◆ Page text
Charity Awards 2024

SIG-Equinox

Supporting women with complex needs in Brighton through intensive, trauma-informed services

SIG-Equinox Brighton Women’s Service (BWS) is the only organisation in the Brighton & Hove area providing residential support for women with high, multiple, and complex needs who have experienced homelessness.

SIG EquinoxThe female-only 18-bed accommodation-based project offers a trauma-informed and recovery-focused programme that promotes independence, resilience, and community engagement.

BWS has transformed from a standard women’s hostel service to an innovative psychologically and person-centred space, specialising in non-clinical therapeutic interventions.

These changes came about through comprehensive engagement and careful analysis of all stakeholders’ feedback to ensure the service delivers the best possible support to residents, built on individual need rather than requiring people to fit within a pre-established support framework.

Over time, BWS has learnt that trauma stabilisation is the best therapeutic approach to equip the residents with the tools to manage their trauma in the present so that they can then move past it.

Many of the women supported by the service are seen as a risk in the wider community even though often it was exploitation and other adverse experiences which led them to need support.

In the early stages, BWS’s support programme delved into the reasons why other forms of support have been unsuccessful for the residents and what alternative approaches could be adopted to achieve better results.

It introduced a therapeutic lead to the service and delivered trauma-informed approaches, which is now the foundation of all the support that takes place at BWS.

Since commencing the project in 2018, BWS has supported more than 133 women in their recovery.

Based on its most recent outcomes data for the year to October 2023, 77% of women who are residents in the service reported health improvement on exit; 100% reported increased involvement in the community, local groups, work, and learning; 100% reported a reduction in anti-social behaviour and offending; 72% a reduction in substance use and 80% a reduction in use of unplanned hospital admissions.

Charity Awards judge Farah Nazeer, CEO at Women’s Aid, said: “The agility and adaptability of this programme is really impressive and could set an important precedent for other services. The value-for-money calculations and comparisons are impressive too.

“The vast majority of refuges and safe spaces will not work with people with this level of trauma that they’re describing, because there’s just not that expertise among their staff. It’s very difficult work, very intense, and few people are willing to do it. So it is actually quite innovative and radical.”

◆ Data excerpts
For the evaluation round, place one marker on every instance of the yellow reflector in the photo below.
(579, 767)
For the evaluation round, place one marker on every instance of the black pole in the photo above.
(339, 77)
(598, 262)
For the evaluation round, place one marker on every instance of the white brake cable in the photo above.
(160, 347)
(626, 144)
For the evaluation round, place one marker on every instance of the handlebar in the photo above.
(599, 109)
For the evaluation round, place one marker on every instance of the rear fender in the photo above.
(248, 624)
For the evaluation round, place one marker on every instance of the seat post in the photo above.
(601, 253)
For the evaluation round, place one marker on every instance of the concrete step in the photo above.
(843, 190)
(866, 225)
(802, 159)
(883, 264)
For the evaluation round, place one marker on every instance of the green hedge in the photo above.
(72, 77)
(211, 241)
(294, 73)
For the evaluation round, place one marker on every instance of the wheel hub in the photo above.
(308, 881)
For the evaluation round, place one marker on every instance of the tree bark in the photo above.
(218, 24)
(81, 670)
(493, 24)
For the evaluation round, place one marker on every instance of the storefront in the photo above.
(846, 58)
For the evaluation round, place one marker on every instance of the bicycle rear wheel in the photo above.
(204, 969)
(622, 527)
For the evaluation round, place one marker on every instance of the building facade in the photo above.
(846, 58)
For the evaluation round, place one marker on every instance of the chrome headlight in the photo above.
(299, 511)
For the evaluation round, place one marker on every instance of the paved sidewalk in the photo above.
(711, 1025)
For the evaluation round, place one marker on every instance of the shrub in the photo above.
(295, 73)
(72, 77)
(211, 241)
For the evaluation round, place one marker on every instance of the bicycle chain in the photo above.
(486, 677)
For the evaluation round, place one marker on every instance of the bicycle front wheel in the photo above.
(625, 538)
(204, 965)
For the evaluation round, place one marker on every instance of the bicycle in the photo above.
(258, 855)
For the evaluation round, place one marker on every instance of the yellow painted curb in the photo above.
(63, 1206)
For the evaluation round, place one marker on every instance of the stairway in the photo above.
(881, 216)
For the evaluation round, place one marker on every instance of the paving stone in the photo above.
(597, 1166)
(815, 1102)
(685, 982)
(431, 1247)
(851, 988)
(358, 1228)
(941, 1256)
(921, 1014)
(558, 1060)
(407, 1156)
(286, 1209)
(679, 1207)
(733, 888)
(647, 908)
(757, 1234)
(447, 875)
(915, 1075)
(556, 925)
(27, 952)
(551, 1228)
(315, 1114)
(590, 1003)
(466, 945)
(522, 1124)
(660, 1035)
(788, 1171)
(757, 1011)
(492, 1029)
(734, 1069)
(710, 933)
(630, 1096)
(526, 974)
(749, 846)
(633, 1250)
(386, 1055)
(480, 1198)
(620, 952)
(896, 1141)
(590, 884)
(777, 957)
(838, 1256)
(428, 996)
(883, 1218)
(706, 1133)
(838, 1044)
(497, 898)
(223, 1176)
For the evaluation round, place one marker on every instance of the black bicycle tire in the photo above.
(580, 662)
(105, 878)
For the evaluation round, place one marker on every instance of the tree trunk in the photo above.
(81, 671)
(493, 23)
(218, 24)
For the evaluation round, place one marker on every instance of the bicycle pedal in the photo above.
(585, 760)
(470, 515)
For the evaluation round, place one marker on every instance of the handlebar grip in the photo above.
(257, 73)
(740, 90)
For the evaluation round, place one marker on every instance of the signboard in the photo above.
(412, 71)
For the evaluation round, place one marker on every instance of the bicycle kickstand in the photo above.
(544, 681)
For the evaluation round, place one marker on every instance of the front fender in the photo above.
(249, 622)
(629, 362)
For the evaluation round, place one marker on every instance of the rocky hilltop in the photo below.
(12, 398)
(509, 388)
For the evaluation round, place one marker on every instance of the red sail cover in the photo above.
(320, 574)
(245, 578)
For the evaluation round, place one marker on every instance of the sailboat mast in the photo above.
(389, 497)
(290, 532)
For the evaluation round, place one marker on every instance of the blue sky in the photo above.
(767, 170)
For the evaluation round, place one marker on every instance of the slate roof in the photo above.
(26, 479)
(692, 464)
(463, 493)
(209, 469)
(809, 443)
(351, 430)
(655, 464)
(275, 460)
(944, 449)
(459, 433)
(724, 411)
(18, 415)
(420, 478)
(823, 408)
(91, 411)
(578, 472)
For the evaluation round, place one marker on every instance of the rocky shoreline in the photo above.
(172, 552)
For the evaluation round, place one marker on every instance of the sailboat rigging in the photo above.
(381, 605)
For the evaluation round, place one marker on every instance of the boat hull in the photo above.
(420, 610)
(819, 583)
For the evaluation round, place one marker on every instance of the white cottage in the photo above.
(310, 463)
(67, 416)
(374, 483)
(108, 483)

◆ Requirement
In the Brighton women's service piece, swap "trauma stabilisation" for "trauma processing" and write out the passage that begins at the words "These changes came" and stops after "to need support.". The listing isn't used here.

◆ Response
These changes came about through comprehensive engagement and careful analysis of all stakeholders’ feedback to ensure the service delivers the best possible support to residents, built on individual need rather than requiring people to fit within a pre-established support framework.

Over time, BWS has learnt that trauma processing is the best therapeutic approach to equip the residents with the tools to manage their trauma in the present so that they can then move past it.

Many of the women supported by the service are seen as a risk in the wider community even though often it was exploitation and other adverse experiences which led them to need support.